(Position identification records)
--
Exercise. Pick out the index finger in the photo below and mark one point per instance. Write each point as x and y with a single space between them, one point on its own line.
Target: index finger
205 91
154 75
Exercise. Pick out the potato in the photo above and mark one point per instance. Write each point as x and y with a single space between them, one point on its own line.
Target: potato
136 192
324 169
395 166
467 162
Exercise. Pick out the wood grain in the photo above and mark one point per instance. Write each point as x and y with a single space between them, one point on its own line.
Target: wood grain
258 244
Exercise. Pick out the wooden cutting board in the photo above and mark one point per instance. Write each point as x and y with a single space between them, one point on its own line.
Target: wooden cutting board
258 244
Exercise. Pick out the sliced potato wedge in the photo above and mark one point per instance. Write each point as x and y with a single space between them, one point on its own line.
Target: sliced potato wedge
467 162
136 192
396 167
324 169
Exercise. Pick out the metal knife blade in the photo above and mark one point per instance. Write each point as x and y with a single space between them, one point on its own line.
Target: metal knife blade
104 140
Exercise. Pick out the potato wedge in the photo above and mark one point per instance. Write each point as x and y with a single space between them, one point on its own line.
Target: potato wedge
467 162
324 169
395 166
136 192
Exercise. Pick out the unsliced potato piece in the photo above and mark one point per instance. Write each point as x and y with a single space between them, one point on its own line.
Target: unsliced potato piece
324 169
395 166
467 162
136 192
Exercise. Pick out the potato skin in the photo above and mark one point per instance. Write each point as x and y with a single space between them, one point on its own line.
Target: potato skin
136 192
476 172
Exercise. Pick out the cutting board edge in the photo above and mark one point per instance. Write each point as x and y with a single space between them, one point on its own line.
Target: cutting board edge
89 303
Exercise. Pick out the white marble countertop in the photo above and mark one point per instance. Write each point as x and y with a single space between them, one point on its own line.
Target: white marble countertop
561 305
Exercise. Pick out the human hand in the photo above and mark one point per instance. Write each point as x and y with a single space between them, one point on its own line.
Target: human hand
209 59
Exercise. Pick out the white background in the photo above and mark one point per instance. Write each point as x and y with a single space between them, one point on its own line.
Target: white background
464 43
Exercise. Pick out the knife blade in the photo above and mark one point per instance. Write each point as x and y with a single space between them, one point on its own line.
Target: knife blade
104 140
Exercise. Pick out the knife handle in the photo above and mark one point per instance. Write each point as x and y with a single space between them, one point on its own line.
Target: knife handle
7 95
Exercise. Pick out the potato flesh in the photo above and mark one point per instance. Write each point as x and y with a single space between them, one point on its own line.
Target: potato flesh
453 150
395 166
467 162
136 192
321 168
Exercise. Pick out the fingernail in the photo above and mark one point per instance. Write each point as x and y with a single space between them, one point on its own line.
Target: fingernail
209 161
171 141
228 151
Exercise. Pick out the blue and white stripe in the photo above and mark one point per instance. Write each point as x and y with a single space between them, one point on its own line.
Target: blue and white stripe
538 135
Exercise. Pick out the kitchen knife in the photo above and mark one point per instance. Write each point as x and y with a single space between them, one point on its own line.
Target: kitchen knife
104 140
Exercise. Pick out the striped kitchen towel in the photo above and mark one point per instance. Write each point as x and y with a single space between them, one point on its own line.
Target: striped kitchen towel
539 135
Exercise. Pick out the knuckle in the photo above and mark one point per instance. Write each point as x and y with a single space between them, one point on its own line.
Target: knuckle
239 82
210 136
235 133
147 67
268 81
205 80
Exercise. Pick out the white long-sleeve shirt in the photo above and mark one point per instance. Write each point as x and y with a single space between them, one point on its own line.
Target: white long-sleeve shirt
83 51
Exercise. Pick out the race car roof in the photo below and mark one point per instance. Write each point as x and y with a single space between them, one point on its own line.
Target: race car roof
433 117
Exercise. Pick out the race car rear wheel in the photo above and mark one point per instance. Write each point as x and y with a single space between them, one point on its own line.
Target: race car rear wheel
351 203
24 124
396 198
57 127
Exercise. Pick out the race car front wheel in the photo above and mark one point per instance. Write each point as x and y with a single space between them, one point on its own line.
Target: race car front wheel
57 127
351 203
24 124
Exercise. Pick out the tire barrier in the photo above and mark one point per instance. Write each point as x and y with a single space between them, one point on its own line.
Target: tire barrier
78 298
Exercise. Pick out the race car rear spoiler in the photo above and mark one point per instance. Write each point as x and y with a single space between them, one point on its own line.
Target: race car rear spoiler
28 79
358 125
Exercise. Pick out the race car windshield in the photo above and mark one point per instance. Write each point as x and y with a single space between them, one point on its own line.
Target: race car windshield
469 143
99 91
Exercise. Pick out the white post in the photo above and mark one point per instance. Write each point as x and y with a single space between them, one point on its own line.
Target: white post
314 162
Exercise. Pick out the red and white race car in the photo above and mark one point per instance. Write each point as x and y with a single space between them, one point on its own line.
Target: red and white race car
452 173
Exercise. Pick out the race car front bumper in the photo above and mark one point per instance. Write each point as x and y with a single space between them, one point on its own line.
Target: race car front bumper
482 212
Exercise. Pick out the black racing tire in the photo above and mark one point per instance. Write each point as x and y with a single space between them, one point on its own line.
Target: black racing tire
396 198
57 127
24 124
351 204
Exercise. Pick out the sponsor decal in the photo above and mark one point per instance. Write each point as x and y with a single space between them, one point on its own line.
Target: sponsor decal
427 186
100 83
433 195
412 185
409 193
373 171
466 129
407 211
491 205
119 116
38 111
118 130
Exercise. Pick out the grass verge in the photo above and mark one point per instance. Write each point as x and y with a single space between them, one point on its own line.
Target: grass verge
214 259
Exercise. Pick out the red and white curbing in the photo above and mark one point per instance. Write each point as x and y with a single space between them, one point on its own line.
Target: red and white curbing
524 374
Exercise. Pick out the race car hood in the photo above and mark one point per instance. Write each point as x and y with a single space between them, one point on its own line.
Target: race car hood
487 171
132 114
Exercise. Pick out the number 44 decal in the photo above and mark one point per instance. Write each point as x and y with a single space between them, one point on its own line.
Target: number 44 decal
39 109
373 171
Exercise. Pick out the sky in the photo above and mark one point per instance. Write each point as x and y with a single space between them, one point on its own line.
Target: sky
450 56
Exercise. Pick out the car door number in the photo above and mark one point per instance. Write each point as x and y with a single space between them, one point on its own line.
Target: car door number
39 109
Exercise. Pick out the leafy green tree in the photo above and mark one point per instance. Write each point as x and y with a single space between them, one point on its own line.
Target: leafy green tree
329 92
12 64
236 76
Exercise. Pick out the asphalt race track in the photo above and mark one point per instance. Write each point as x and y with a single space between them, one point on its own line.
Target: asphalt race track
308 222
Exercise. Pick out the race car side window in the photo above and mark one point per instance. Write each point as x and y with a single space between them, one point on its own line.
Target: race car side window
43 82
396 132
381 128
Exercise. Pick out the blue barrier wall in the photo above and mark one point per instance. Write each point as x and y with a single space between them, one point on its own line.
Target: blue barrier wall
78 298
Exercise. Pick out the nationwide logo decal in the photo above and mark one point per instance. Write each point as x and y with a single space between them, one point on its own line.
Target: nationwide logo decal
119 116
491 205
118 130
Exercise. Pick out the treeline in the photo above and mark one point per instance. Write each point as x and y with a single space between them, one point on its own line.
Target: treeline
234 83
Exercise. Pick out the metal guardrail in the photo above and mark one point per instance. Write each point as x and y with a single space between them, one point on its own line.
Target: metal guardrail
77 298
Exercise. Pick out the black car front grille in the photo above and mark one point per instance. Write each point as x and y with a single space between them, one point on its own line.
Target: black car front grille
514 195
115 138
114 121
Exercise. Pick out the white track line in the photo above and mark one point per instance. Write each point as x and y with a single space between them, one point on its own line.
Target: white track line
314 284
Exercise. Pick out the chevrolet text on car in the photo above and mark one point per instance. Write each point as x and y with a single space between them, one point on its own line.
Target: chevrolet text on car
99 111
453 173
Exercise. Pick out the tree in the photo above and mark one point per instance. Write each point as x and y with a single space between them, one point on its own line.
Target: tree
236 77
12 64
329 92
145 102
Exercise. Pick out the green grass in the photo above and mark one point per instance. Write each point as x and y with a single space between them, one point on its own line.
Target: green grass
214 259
--
## What the exercise asks
Give every line of the listing from the line containing "Exercise. Pick out the green" through the end as a numbered list, leaving out any blank lines.

## The solution
1. Exercise. Pick out the green grass in the photo above and mark one point per instance. Write each point as x and y with a single space between them, one point on its own line.
2. Target: green grass
3. 214 259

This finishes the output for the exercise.